* _TEXTE EXTRAIT_
..............................
C. - LES EFFETS DU CLASSEMENT

Le Conseil souligne que les dispositions législatives relatives au classement des réseaux de chaleur et de froid, sur le bien-fondé desquelles il n'a pas à se prononcer, ont un effet nécessairement restrictif sur la concurrence, en ce qu'elles instituent, à certaines conditions, une obligation de raccordement des installations de chauffage ou de climatisation aux réseaux classés, excluant toute compétition entre systèmes de chauffage ou de climatisation et sources d'énergies. Le Conseil observe à cet égard, s'agissant des réseaux de chaleur, que l'on est en présence d'un marché où le service est assimilé à un service public et pour lequel le législateur et les pouvoirs publics ont été animés, de longue date, par des préoccupations mettant au second plan l'exercice de la concurrence (politique urbanistique, indépendance énergétique, politique de l'environnement).

1. Un dispositif dont l'incidence sur le fonctionnement de la concurrence sera subordonnée, en l'absence de coordination locale, à l'obligation de raccordement

a) Un dispositif de concertation au niveau local qui tend à limiter la concurrence entre les opérateurs

Les promoteurs du dispositif de classement des réseaux font valoir que le principe d'une coordination prévu à l'article 5 modifié de la loi n° 80-531 du 15 juillet 1980 entre les différents offreurs d'énergie s'inspire d'une situation qui prévaut dans le nord de l'Europe, où chaque énergie se voit accorder, au plan local, une zone réservée de fourniture. Il s'agit d'éviter une concurrence entre les énergies de réseaux qui conduise à des coûts d'infrastructure entraînant une mauvaise allocation des ressources. Il convient de préciser à cet égard que, dans certains des pays concernés, il existe des offreurs multi-énergies, ce qui facilite l'existence de cette harmonisation.
..............................
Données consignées

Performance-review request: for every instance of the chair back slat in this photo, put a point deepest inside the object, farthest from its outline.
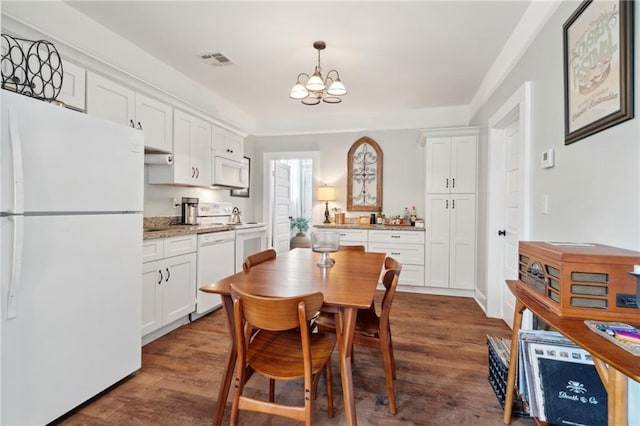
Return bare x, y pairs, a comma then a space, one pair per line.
257, 258
276, 313
390, 282
351, 248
..............................
* _CONSIGNE_
Poursuivez le texte sur le classement des réseaux de chaleur et de froid au-delà de sa dernière phrase. La liste n'a aucun rapport avec le texte sur le classement des réseaux de chaleur et de froid.

* _RÉPONSE ATTENDUE_
En 1980, la coordination voulue par le législateur avait pour objectif de favoriser les réseaux pour des raisons économiques et se situait dans un contexte d'énergie chère. Son maintien dans la loi sur l'air et l'utilisation rationnelle de l'énergie, qui subordonne le dispositif de classement à des préoccupations environnementales, dans un contexte d'énergie peu chère, viserait plutôt à pérenniser la viabilité économique des réseaux de chaleur, une fois ceux-ci classés, étant rappelé qu'une des conditions du classement est l'équilibre financier du réseau. Celle-ci serait mise en péril, à défaut d'une telle concertation, par une politique commerciale agressive d'EDF et de GDF. Tel est le sens donné à cette procédure par l'AMORCE, selon laquelle : « Si on laisse jouer une concurrence non régulée entre les exploitants des trois réseaux, il est possible que la chaleur issue des énergies prioritaires ne soit pas totalement vendue. La logique commerciale des distributeurs de gaz et d'électricité risque de prendre le pas sur la nécessité d'utiliser des énergies renouvelables et non polluantes ».

Le Conseil relève que la mise en oeuvre d'un tel dispositif en France, où les opérateurs ne distribuent qu'une énergie, conduirait à une répartition de marché réalisée sous l'égide des autorités locales. C'est bien ainsi que l'entend l'AMORCE qui indique que la coordination « devrait se traduire par la répartition des immeubles clients entre les distributeurs de chaleur, de gaz et d'électricité dans les zones desservies par le réseau de chaleur ». Le principe même de l'exercice d'une libre concurrence entre les différents offreurs d'énergie est donc écarté indirectement par les dispositions de la loi. En pratique, on peut douter de la mise en ouvre de cette coordination qui supposerait qu'EDF et GDF acceptent une réduction de leur liberté commerciale. En cas d'échec de cette concertation, la loi prévoit que la collectivité locale ou le groupement de collectivités locales bénéficiaires du classement peut recourir au mécanisme de l'obligation de raccordement institué par son article 7.

b) Une obligation de raccordement dont le champ d'application dépendra de l'interprétation de la notion « d'installation nouvelle »

L'obligation de raccordement interdit toute concurrence entre offreurs de systèmes de chauffage dans la zone de développement prioritaire d'un réseau classé. Le Conseil observe qu'avant l'adoption de la loi n° 80-531 du 15 juillet 1980 et donc en l'absence même de procédure de classement, tout ensemble immobilier construit sur les terrains à bâtir était, dans le cadre de plans d'urbanisme (ZAC, ZUP), systématiquement raccordé au réseau de chaleur créé généralement à l'occasion de ces opérations d'aménagement.

La lecture des débats préparatoires à l'adoption de la loi du 30 décembre 1996 sur l'air et sur l'utilisation rationnelle de l'énergie fait apparaître qu'a été particulièrement discutée la nature des installations de chauffage et de climatisation susceptibles d'être concernées par l'obligation de raccordement.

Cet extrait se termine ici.